▼

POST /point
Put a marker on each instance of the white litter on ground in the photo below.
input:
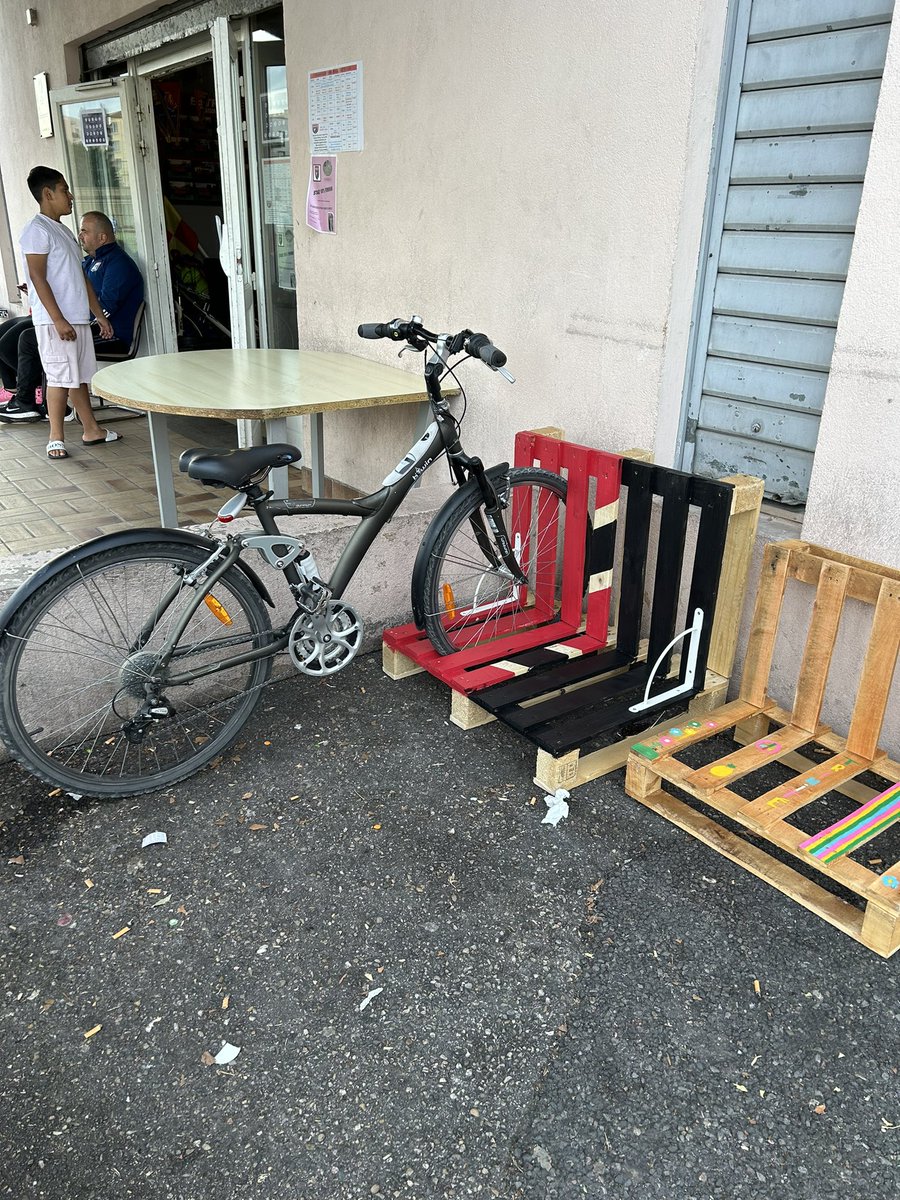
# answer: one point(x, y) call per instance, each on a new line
point(557, 808)
point(227, 1054)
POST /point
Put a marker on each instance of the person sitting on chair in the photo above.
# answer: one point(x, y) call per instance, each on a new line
point(19, 370)
point(115, 279)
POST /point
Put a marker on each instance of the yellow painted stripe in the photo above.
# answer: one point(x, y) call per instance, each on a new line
point(513, 667)
point(606, 515)
point(569, 651)
point(600, 581)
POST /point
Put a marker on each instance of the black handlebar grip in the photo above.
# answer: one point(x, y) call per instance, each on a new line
point(480, 345)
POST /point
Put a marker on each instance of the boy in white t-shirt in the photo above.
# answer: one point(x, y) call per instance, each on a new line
point(61, 303)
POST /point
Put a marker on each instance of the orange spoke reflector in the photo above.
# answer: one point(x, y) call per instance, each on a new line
point(219, 611)
point(449, 600)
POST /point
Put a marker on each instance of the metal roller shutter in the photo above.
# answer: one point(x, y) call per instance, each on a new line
point(795, 135)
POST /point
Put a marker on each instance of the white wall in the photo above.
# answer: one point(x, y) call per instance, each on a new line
point(522, 173)
point(855, 491)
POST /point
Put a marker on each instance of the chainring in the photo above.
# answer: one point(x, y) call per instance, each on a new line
point(324, 643)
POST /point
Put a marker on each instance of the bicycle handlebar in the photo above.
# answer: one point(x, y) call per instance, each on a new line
point(412, 331)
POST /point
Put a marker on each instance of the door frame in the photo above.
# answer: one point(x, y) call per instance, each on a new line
point(157, 285)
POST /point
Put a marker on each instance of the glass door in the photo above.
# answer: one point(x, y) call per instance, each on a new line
point(101, 131)
point(235, 249)
point(269, 147)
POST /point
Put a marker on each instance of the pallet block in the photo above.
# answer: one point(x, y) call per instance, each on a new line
point(862, 901)
point(568, 683)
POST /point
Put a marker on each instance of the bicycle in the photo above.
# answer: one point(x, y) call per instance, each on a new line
point(133, 660)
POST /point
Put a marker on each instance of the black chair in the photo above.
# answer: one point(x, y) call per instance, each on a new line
point(123, 355)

▲

◆ **Task goal**: Search the listing above for the word "handlebar", and copy every line that has it.

◆ **Task response**:
Put a marker on each instance of the black handlebar grip in the photo above.
Put a marker on each instance of the bicycle handlebar in the photo above.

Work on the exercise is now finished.